*TEXTAUSZUG*:
..........

Entgegen der Auffassung der Beklagten ist ein bestimmter „look and feel“ nicht zu erfüllen. Sofern in der Beschreibungsstelle [0028] entsprechendes enthalten ist, handelt es sich um ein Ausführungsbeispiel, das keinen Widerhall im Anspruch gefunden hat.

II.

Die angegriffene Ausführungsform verletzt das Klagepatent auch im geltend gemachten eingeschränkten Umfang, weil eine mittelbare Patentverletzung nach § 10 Abs. 1 PatG vorliegt.

1. Eine angegriffene Ausführungsform ist „AW “ (z. B. Version 2.18.31 oder Version 2.19.41) zusammen mit dem Betriebssystem iOS (Version 11.26 oder 12.2). Die angegriffene Funktionalität der Ausführungsform liegt darin, dass „AW “ es ermöglicht, Nachrichtenhistorien zu versenden.

2. Die Voraussetzungen der mittelbaren Patentverletzung sind gemäß § 10 Abs. 1 PatG erfüllt. Der Gefährdungstatbestand nach § 10 PatG wird objektiv und subjektiv verwirklicht.

..........

*AUFGABE 1*:
Wie lautet im Textauszug zur Patentverletzung der Abschnitt von „2. Die Voraussetzungen“ bis „und subjektiv verwirklicht.“? Gib ihn wörtlich wieder.

..........

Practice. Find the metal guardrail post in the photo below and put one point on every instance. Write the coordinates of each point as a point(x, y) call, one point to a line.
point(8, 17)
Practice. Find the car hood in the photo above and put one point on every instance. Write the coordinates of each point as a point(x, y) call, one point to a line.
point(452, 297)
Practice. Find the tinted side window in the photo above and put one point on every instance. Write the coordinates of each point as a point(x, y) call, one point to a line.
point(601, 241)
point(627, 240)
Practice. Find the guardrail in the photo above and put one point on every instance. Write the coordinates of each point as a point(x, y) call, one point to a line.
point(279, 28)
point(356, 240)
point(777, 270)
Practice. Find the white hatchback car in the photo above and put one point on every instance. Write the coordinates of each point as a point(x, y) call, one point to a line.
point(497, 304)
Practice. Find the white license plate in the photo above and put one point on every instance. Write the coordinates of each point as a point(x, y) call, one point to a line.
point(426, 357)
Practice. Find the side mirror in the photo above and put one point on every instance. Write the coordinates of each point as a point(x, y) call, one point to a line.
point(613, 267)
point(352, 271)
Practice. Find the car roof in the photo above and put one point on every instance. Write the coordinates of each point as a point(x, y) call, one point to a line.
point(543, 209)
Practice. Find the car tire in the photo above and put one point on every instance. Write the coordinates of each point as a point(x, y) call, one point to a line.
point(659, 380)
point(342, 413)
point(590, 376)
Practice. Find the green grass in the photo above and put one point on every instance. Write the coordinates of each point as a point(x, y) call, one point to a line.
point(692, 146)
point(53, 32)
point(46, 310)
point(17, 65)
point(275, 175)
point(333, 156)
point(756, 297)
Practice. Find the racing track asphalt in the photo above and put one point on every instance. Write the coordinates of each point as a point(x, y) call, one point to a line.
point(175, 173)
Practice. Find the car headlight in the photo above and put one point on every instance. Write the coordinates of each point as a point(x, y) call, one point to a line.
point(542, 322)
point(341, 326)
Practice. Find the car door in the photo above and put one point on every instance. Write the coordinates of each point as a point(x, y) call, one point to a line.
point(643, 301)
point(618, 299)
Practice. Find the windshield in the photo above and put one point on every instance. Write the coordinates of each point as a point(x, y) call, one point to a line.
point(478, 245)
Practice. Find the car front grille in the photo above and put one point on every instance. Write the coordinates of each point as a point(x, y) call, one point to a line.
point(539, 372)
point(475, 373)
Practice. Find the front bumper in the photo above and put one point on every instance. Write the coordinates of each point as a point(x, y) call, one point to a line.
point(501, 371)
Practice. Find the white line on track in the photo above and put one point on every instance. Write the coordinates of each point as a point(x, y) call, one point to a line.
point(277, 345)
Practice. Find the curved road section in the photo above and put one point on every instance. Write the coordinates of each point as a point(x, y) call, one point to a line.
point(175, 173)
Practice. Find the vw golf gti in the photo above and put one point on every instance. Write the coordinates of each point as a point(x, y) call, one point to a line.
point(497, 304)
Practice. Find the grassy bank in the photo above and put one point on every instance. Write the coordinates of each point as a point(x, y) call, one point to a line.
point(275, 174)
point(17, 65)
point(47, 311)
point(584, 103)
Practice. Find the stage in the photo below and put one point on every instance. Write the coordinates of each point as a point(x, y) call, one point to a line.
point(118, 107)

..........

*AUFGABE 2*:
Zitiere aus den Datensätzen den Abschnitt von der Zeile mit „Practice. Find the curved“ bis zum Ende der Datensätze, beide Enden eingeschlossen.

*MUSTERLÖSUNG 1*:
2. Die Voraussetzungen der mittelbaren Patentverletzung sind gemäß § 10 Abs. 1 PatG erfüllt. Der Gefährdungstatbestand nach § 10 PatG wird objektiv und subjektiv verwirklicht.

*MUSTERLÖSUNG 2*:
Practice. Find the curved road section in the photo above and put one point on every instance. Write the coordinates of each point as a point(x, y) call, one point to a line.
point(175, 173)
Practice. Find the vw golf gti in the photo above and put one point on every instance. Write the coordinates of each point as a point(x, y) call, one point to a line.
point(497, 304)
Practice. Find the grassy bank in the photo above and put one point on every instance. Write the coordinates of each point as a point(x, y) call, one point to a line.
point(275, 174)
point(17, 65)
point(47, 311)
point(584, 103)
Practice. Find the stage in the photo below and put one point on every instance. Write the coordinates of each point as a point(x, y) call, one point to a line.
point(118, 107)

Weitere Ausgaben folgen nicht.